Some records
>>>>

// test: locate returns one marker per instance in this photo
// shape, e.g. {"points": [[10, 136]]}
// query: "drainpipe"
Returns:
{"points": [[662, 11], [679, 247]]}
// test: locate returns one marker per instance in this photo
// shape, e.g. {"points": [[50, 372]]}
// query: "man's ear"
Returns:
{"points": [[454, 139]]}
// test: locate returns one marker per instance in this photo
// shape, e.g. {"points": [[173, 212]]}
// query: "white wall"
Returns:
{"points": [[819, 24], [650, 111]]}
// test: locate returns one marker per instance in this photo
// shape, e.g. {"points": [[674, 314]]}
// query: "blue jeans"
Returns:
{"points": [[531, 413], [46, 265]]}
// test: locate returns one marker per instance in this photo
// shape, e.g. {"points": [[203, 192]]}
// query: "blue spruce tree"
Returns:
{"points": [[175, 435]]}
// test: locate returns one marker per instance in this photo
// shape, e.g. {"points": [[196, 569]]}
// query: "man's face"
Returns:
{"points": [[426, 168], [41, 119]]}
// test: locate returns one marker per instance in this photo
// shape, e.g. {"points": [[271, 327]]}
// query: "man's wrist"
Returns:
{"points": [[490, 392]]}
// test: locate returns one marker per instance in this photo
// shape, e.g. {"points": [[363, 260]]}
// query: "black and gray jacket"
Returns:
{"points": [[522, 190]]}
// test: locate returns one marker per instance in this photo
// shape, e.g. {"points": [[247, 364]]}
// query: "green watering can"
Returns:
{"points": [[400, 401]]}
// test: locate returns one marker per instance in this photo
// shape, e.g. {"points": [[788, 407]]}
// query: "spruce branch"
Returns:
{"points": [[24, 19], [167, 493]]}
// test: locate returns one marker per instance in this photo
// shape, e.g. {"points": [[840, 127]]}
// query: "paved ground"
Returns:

<<<<

DO THIS = Write out every record, exactly as written.

RESPONSE TO THE TASK =
// test: locate returns one marker per instance in this photo
// shape, e.g. {"points": [[10, 136]]}
// query: "drainpipe"
Returns:
{"points": [[662, 11], [679, 247]]}
// test: locate returns one marker per instance in this photo
// shape, e.g. {"points": [[50, 372]]}
// query: "man's ear"
Returns:
{"points": [[454, 139]]}
// test: locate returns one marker per instance in this photo
// shape, e.g. {"points": [[173, 212]]}
// query: "white wall"
Returns:
{"points": [[819, 24], [650, 111]]}
// test: locate returns one marker per instance in this photo
// shape, e.g. {"points": [[674, 314]]}
// query: "blue jeans"
Returns:
{"points": [[531, 413], [46, 265]]}
// test: locate returns one marker per instance in this photo
// shape, e.g. {"points": [[203, 192]]}
// query: "blue spruce tree"
Returns:
{"points": [[175, 435]]}
// test: locate returns one marker per instance in this photo
// shape, e.g. {"points": [[196, 569]]}
// query: "man's face"
Returns:
{"points": [[426, 168], [41, 119]]}
// test: locate returns one marker per instance in this photo
// shape, e.g. {"points": [[271, 327]]}
// query: "man's wrist"
Returns:
{"points": [[490, 392]]}
// test: locate returns one marker per instance in this photo
// shape, e.g. {"points": [[363, 260]]}
// query: "black and gray jacket"
Returns:
{"points": [[522, 190]]}
// test: locate returns one marker per instance in this photo
// shape, e.g. {"points": [[247, 364]]}
// query: "green watering can"
Returns:
{"points": [[400, 401]]}
// test: locate returns one marker per instance in this photo
// shape, e.g. {"points": [[788, 407]]}
// query: "spruce branch"
Returns:
{"points": [[24, 19], [167, 493]]}
// test: locate returns one marker per instance in this photo
// shape, e.g. {"points": [[840, 127]]}
// query: "paved ground"
Returns:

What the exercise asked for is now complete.